# GOAL OF THE EXERCISE
Rewrite the rows starting with the line that contains "Every instance of the red" and continuing through the line that contains "Query: red brick building", replacing "red brick building" with "gray stone building" and leaving everything else the same.

# THE INPUT

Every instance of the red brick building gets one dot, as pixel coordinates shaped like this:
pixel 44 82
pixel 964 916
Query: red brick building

...

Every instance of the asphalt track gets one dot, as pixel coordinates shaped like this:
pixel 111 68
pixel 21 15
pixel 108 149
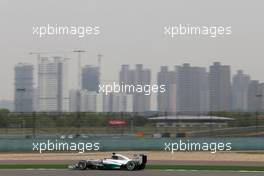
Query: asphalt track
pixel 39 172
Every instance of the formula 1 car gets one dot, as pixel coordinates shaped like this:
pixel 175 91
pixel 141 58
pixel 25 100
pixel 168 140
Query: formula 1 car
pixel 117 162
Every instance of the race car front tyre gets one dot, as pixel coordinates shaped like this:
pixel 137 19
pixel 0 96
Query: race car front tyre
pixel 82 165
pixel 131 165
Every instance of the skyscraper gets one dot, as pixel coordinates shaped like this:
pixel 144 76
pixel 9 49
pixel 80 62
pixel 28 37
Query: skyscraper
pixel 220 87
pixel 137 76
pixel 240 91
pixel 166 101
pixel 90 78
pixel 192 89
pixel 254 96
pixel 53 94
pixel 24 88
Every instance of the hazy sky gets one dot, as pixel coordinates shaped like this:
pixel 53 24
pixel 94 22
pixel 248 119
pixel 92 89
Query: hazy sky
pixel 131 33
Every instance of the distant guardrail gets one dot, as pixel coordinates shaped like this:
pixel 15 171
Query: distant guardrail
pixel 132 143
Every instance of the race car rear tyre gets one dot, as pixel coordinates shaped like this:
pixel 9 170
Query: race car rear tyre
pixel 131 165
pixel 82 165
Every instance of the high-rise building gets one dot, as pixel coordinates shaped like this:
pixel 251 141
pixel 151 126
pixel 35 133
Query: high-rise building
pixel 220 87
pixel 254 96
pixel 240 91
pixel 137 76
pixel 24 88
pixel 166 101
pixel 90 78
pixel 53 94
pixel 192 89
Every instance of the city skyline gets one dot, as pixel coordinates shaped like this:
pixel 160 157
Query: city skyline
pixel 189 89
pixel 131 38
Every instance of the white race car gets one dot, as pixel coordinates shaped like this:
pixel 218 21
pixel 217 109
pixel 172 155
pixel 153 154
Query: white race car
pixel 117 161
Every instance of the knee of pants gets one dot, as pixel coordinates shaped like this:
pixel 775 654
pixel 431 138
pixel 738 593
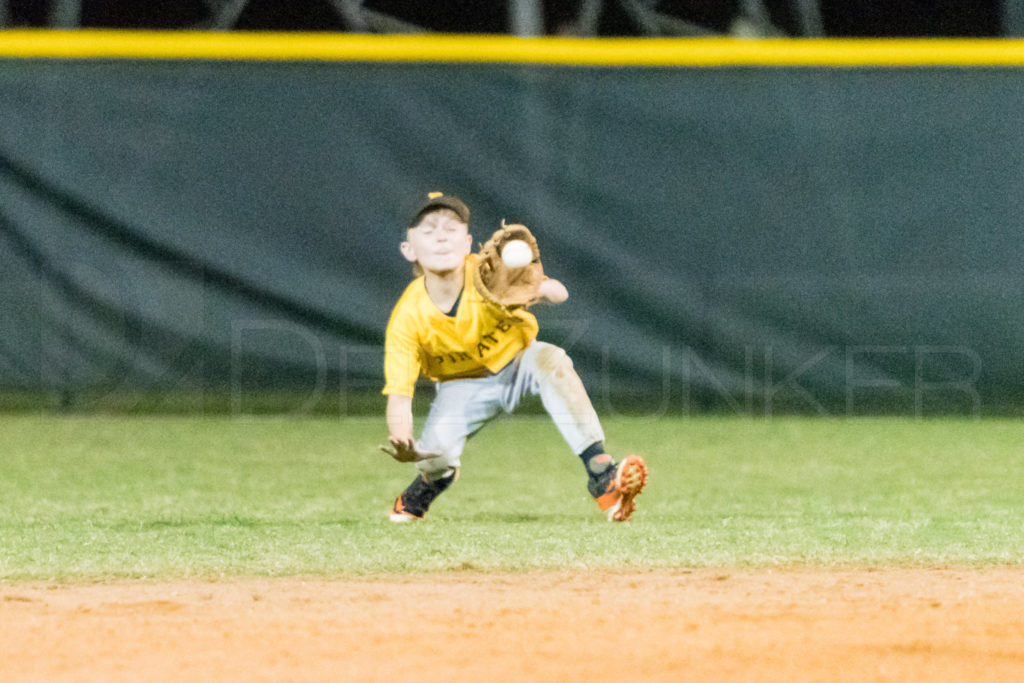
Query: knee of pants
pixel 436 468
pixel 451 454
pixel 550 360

# SOLVED PROBLEM
Every instance of the gray stone building gets one dot, as pixel coordinates shaped like this:
pixel 44 82
pixel 964 916
Query: gray stone building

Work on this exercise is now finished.